-- START OF Data excerpts --
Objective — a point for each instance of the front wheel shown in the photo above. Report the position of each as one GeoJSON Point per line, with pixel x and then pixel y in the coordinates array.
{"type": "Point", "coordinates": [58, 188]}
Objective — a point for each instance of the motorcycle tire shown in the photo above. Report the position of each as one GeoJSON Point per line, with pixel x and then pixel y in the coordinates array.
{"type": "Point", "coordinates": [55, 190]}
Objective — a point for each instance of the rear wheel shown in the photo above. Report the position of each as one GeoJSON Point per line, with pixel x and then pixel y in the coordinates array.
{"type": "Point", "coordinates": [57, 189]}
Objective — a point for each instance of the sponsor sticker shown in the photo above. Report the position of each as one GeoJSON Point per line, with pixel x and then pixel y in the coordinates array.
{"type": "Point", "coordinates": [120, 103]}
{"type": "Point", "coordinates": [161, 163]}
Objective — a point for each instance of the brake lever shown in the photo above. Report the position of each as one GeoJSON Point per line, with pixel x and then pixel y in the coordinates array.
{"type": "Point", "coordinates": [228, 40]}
-- END OF Data excerpts --
Written exercise:
Print all of the lines above, word for word and unchanged.

Exercise output:
Objective — a point for each instance of the front wheel shown in the photo above. Report the position of each as one GeoJSON Point per line, with pixel x and then pixel y in the coordinates array.
{"type": "Point", "coordinates": [58, 188]}
Objective — a point for each instance of the motorcycle tire shown in the photo above. Report the position of each as one GeoJSON Point per line, with pixel x and then pixel y in the coordinates array.
{"type": "Point", "coordinates": [55, 190]}
Objective — a point for each instance of the rear wheel shown in the photo above. Report the position of each as one GeoJSON Point per line, with pixel x and then pixel y in the coordinates array.
{"type": "Point", "coordinates": [57, 189]}
Objective — a point for each instance of the sponsor sticker shown in the photo above. Report the position of each as one GeoJSON Point per line, with pixel x and then pixel y in the coordinates array.
{"type": "Point", "coordinates": [120, 103]}
{"type": "Point", "coordinates": [161, 163]}
Objective — a point for each instance of the brake lever shown in the photo above. Report the position of each as one GeoJSON Point per line, with pixel x and then pixel y in the coordinates array.
{"type": "Point", "coordinates": [228, 40]}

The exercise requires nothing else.